## TEXT PROVIDED
○ ○ ○ ○ ○ ○ ○
Former social news mobile application

Trove was a social news aggregation web and mobile application, with apps available on iOS, Android, and Fire Phone. Trove is also the name of the company behind the application, which was owned by Graham Holdings.

Trove was shut down in December 2015.

== Usage and features ==
Trove was a free social news discovery and sharing platform where users connect with others through shared topical interests. Users can curate personalized newsfeeds based on their interests, called troves. Users then "pick" the best stories to share with their followers both on Trove and other social media sites. Users could follow a trove to see those picks on their home page.

Smartpick

In January 2015, Trove added a "Smartpick" capability. When enabled, any relevant articles posted to a user's Twitter account will be categorized and picked on Trove automatically.

Conversations

In October 2015, Trove launched "conversations", which enables curators to engage their following in a discussion about a particular pick.
○ ○ ○ ○ ○ ○ ○
## TASK REQUIREMENTS
[A] According to the text about Trove, which company owned the application?
[B] List every platform that the Trove text says had Trove apps.
[C] Retype the Trove text word for word, from "Trove was a social" up to and including "by Graham Holdings.".

## DATA RECORDS
○ ○ ○ ○ ○ ○ ○
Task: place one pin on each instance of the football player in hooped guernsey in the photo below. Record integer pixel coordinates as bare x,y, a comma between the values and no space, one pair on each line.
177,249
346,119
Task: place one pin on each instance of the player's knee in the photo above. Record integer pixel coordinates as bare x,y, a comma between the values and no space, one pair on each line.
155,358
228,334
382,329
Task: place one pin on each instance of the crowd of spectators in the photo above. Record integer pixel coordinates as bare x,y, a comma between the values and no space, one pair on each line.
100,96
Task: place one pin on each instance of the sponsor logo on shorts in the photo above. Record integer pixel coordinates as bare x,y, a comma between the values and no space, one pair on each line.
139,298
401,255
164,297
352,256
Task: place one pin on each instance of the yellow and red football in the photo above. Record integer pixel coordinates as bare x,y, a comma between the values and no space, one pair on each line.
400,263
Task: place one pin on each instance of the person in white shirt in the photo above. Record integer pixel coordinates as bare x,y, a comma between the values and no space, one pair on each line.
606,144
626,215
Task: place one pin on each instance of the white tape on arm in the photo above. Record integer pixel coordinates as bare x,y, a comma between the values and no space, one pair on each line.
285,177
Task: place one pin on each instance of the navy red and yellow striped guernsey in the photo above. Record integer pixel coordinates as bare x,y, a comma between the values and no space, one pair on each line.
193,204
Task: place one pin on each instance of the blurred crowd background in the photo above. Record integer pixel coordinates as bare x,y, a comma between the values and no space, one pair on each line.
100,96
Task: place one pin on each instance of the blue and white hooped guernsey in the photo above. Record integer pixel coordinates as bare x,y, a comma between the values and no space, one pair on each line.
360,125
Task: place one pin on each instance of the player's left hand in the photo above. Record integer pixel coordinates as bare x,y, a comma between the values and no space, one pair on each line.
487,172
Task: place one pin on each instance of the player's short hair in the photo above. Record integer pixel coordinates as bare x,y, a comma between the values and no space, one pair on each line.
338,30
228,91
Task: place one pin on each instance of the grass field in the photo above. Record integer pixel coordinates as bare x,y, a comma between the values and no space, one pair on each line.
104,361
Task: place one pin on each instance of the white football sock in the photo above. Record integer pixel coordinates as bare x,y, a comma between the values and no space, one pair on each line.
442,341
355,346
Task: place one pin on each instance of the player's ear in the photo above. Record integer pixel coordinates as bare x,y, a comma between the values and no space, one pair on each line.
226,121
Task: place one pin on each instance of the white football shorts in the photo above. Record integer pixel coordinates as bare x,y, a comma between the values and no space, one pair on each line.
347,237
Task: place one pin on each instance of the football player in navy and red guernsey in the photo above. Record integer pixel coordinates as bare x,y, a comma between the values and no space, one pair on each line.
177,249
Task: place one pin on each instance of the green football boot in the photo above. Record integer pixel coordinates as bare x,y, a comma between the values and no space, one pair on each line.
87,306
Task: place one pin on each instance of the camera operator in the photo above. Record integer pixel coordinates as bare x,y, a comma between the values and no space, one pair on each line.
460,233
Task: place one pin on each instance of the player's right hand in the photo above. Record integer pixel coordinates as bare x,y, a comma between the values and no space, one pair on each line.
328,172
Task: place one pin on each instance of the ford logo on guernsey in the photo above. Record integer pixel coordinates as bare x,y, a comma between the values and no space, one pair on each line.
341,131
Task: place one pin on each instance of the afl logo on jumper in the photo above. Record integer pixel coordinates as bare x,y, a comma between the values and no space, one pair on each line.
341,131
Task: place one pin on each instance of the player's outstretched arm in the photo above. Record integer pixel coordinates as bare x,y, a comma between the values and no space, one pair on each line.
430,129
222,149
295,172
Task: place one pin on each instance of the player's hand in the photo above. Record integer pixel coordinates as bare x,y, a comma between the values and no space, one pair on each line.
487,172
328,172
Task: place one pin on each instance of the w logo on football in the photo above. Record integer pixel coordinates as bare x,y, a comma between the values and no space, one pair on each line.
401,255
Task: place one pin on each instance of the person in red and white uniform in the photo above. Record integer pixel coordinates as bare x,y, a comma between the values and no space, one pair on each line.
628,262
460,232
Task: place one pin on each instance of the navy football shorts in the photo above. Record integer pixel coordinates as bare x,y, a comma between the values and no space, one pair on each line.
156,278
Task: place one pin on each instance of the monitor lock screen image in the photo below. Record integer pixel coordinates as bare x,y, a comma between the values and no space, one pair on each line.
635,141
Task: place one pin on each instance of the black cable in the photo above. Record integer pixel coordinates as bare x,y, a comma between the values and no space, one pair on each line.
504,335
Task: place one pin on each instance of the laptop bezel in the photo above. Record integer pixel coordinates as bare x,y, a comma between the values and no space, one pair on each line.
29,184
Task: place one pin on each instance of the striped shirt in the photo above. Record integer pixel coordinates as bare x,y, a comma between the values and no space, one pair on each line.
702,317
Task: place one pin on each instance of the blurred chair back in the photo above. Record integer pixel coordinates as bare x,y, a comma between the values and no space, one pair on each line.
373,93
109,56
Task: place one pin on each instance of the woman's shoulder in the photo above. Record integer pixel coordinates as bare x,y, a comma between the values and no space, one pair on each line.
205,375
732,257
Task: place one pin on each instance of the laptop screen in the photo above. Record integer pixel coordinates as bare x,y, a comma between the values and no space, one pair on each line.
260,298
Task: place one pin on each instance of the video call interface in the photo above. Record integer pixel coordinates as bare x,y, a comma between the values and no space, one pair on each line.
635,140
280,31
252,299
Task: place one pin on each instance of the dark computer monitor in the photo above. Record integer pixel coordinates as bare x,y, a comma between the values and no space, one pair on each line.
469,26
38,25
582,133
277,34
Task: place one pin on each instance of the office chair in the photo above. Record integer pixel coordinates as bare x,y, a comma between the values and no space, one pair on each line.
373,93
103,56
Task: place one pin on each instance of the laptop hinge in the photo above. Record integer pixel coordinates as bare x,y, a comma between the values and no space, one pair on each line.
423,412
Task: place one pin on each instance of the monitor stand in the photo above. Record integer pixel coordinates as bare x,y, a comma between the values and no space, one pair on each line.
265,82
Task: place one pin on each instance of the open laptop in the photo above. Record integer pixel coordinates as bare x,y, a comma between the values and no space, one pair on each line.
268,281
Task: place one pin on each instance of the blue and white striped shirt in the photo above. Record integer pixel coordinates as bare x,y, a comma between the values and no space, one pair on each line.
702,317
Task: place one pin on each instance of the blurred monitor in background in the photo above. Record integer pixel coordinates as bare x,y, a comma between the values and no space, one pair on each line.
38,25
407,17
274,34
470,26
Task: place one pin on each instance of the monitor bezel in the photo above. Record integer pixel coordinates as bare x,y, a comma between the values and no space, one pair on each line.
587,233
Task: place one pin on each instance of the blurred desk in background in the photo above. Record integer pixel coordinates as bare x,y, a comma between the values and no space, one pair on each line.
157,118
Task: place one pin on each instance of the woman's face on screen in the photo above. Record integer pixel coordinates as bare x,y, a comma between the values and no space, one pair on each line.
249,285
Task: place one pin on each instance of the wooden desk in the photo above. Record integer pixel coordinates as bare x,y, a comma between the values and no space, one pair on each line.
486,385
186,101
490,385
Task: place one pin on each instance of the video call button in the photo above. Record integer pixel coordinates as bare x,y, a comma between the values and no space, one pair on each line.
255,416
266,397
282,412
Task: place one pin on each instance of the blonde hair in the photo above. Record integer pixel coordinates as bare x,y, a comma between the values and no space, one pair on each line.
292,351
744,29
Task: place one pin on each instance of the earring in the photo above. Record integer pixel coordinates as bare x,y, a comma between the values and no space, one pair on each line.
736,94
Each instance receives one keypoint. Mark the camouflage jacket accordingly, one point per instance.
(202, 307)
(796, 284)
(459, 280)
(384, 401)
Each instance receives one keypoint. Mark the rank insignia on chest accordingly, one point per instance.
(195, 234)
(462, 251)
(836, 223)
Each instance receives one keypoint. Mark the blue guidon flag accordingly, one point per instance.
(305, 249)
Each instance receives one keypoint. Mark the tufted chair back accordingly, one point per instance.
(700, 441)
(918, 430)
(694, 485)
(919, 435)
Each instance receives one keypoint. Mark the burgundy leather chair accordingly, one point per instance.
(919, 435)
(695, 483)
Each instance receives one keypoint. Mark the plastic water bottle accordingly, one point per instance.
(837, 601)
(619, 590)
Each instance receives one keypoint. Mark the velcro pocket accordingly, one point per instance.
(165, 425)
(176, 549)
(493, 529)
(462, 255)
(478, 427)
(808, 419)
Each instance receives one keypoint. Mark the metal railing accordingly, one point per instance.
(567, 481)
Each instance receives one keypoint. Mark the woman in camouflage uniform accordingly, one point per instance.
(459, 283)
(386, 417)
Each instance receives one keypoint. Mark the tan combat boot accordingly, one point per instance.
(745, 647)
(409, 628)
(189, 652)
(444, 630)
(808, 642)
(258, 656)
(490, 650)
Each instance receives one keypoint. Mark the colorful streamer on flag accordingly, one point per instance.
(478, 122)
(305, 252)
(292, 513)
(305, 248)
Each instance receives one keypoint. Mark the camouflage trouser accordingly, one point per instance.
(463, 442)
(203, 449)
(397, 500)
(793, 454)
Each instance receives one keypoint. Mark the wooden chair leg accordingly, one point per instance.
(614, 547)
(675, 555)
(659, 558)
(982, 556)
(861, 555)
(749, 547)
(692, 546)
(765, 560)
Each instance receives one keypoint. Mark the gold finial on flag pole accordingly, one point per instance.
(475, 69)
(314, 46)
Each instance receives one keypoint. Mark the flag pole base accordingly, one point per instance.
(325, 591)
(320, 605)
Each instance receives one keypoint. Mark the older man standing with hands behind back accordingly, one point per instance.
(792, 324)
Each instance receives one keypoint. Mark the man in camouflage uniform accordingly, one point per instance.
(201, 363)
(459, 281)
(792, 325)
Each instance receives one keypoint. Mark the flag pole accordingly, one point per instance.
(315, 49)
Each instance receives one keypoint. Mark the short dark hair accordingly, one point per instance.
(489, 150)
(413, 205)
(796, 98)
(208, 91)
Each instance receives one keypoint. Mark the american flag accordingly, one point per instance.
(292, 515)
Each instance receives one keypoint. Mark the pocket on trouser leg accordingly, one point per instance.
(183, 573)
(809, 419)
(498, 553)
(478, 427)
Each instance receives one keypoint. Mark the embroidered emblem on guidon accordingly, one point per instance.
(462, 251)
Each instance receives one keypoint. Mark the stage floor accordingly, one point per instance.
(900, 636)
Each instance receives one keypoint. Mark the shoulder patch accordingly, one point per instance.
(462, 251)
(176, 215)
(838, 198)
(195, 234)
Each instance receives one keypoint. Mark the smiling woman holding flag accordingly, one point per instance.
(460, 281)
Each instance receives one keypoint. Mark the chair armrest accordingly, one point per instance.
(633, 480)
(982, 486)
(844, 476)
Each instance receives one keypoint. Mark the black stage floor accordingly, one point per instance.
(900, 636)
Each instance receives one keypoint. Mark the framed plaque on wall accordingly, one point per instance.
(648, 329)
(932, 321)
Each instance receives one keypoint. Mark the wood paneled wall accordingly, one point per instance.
○ ○ ○ ○ ○ ○ ○
## TASK RESULTS
[A] Graham Holdings

[B] iOS, Android, Fire Phone

[C]
Trove was a social news aggregation web and mobile application, with apps available on iOS, Android, and Fire Phone. Trove is also the name of the company behind the application, which was owned by Graham Holdings.